:: Selected passage ::
● ● ● ● ●
Some are also available on GitHub.

## Composite Methods

Modern computational chemistry workflows require accurate yet efficient composite DFT methods. These methods often rely on specially developed basis smaller than usual, ensuring high accuracy at a lower computational cost. Additionally, all methods apply the D3/D4 [230, 248, 444, 500, 538] dispersion correction. Some "3c" composite DFT methods also use (semi)empirical correction terms, such as the geometrical counterpoise correction [281] or a short-range bond correction [318]. While the first "3c" method was based on Hartree-Fock [318], later examples covered different rungs of "Jacob's ladder" in the DFT context, including PBEh-3c [380], HSE-3c [403], and B3LYP-3c [532] (hybrid DFT), as well as B97-3c [468] (GGA) and r2SCAN-3c [542] (meta-GGA). The most recent example, ωB97X-3c [624], is based on an in-house developed double-ζ basis set vDZP for the first time. In the future, new composite DFT methods will be developed along the same principles.

## Dispersion Corrections

To remedy the well-known failure of mean-field electronic structure methods to describe long-range correlation effects (London dispersion interactions), we developed the DFT-Dx series of semi-classical dispersion corrections [400].

While the first version, DFT-D1 [102, applications: 125, 126], covered only a limited number of elements, its improved and extended successor DFT-D2 [141] received widespread use [144, 150, 182, 229]. Today, DFT-D2 is still employed with the specifically re-parametrized B97 functional (B97-D).
● ● ● ● ●
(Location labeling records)
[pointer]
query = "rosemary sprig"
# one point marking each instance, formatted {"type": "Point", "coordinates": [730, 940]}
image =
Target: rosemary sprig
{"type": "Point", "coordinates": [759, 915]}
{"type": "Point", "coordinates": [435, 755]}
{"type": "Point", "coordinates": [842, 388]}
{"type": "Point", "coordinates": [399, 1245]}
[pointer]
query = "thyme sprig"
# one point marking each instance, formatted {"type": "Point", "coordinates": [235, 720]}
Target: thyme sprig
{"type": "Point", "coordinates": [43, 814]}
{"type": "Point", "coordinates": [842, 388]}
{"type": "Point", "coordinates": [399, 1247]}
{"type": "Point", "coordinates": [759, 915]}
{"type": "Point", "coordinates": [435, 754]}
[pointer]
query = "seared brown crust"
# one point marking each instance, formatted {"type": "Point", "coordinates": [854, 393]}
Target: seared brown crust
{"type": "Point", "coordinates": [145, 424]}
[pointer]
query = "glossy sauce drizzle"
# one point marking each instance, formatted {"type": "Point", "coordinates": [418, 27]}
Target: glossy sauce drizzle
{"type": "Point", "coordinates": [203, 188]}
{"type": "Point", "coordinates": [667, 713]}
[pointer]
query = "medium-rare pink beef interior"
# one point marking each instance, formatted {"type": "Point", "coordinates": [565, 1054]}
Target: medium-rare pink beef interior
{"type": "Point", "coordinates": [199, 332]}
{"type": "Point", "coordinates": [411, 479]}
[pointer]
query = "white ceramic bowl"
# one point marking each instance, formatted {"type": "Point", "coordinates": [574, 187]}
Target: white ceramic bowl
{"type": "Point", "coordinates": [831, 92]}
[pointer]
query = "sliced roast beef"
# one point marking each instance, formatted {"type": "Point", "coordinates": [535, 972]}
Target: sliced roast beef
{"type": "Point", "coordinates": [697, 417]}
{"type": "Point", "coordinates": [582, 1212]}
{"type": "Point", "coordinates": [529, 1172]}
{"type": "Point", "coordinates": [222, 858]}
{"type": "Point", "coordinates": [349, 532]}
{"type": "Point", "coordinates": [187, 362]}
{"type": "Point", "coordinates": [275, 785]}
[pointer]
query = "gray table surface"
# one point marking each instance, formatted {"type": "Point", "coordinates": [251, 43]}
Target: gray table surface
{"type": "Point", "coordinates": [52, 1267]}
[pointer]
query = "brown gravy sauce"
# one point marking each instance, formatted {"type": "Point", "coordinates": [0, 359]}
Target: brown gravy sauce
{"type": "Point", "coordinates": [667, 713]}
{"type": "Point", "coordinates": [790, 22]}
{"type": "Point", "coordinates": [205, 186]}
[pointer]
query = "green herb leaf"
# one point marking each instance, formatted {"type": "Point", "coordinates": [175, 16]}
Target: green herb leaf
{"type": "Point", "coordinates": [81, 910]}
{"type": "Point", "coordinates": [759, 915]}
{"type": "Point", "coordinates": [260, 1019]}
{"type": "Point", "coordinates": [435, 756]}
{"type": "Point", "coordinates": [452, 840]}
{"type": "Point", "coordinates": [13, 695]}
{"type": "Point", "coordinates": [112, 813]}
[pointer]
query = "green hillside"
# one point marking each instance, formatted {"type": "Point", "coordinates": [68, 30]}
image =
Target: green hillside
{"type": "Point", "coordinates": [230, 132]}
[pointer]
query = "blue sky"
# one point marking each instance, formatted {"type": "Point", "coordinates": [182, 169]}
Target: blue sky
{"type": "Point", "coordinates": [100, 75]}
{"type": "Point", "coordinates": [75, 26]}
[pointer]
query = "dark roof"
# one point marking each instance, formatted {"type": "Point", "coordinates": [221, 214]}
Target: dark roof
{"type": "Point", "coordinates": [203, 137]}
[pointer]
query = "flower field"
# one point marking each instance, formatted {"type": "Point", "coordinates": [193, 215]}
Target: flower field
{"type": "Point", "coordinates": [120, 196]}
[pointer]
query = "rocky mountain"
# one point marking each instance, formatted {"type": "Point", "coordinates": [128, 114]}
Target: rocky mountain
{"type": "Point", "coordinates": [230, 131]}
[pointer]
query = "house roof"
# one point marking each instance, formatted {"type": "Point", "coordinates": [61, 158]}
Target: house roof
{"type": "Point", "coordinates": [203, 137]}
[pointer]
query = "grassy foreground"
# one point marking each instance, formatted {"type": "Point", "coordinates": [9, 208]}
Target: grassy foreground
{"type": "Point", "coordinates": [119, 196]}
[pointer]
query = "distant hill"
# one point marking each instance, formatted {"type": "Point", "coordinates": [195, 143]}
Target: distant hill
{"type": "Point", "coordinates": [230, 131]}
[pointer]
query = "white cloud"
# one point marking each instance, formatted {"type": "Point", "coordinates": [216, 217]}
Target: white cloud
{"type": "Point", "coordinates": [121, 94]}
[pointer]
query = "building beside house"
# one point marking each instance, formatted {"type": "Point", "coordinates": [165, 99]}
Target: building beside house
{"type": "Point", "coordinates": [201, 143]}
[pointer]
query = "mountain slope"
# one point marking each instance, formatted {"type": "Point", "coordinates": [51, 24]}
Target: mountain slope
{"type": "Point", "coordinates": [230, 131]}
● ● ● ● ●
:: Task directions ::
Extend the passage on DFT composite methods and dispersion corrections, picking up right after its final sentence. The records have no connection to the passage on DFT composite methods and dispersion corrections.

:: Output ::
The concept was further pushed with the development of DFT-D3 [230, 248]: Parametrization was extended to radon, empiricism was reduced, and inclusion of the molecular environment improved results significantly. Together with its minimal cost, the DFT-D3 dispersion correction established itself as a standard method in quantum chemistry [236, 247, 249, 252, 271, 328, 352, 438].

The final member of the DFT-D*x* family, DFT-D4 [444, 500, 538], represents the most sophisticated dispersion model. DFT-D4 incorporates partial charges and three-body dispersion effects, and is also adapted for periodic systems. It slightly, but consistently, outperforms its predecessor DFT-D3, and hence, marks the current standard model [555, 595].

There are several implementations readily available on GitHub:

- DFT-D3 (Fortran, PyTorch)

- DFT-D4 (Fortran, C++, PyTorch)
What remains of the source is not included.